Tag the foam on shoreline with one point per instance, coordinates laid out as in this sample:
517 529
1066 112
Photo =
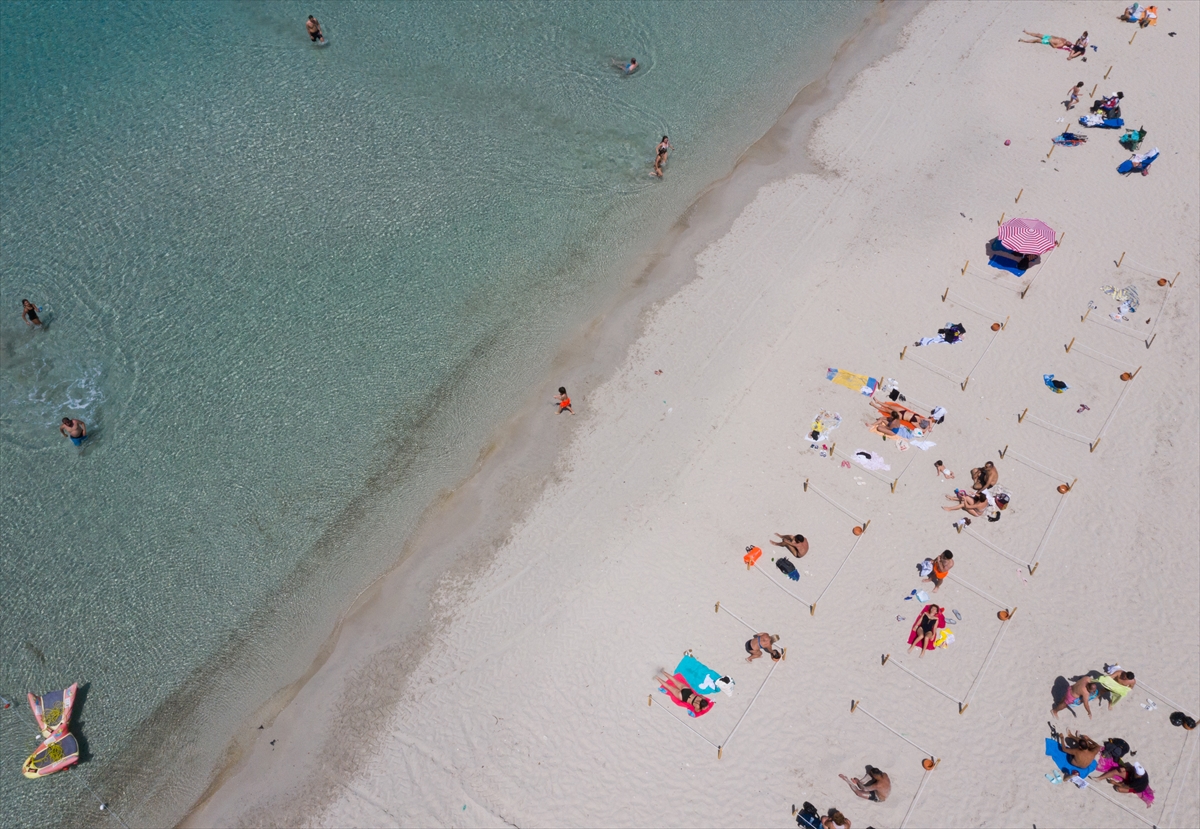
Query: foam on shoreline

--

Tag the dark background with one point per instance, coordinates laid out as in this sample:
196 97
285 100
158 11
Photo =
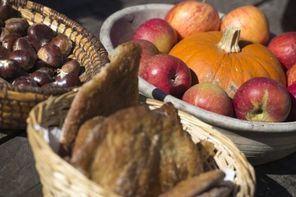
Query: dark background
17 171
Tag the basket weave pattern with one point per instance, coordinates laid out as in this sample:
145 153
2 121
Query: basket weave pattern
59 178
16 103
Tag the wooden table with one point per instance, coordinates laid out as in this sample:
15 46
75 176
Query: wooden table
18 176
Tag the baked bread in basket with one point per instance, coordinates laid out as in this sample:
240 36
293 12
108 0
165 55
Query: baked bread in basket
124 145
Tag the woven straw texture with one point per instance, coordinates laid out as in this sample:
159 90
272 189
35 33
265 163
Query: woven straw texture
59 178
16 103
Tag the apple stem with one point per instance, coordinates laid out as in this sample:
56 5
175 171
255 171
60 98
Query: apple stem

* * *

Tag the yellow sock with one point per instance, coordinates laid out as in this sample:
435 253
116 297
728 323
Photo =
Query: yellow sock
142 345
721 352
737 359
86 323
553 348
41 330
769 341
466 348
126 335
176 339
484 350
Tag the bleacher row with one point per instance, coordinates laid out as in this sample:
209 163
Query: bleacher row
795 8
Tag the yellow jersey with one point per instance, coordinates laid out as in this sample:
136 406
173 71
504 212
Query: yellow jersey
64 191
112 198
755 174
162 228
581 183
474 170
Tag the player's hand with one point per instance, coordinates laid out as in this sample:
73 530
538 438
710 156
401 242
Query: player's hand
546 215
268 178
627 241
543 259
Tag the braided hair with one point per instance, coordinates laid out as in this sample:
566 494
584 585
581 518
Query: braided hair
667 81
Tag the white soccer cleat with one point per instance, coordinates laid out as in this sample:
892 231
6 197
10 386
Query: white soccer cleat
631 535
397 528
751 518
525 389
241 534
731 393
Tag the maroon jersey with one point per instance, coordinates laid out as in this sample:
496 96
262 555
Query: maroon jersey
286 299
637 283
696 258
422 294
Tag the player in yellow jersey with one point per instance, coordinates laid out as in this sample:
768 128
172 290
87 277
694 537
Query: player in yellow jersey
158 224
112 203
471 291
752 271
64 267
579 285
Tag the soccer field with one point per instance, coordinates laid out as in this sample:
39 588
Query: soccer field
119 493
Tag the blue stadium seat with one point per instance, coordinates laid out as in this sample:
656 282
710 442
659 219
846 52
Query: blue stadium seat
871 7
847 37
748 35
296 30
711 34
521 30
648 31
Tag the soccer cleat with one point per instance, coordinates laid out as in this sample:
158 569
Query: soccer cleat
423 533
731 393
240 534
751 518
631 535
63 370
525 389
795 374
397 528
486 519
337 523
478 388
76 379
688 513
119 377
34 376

Task ▸ Please turn the stretch of data from the line that contains "Tag the foam" through the line that contains "Query: foam on shoreline" into a numbered list, skipping blank lines and leaving out the picture.

Finished answer ▸
1. Tag the foam on shoreline with one point per instance, coordinates laid out as in this sample:
2. 517 529
3. 1066 112
4. Photo =
5. Query: foam on shoreline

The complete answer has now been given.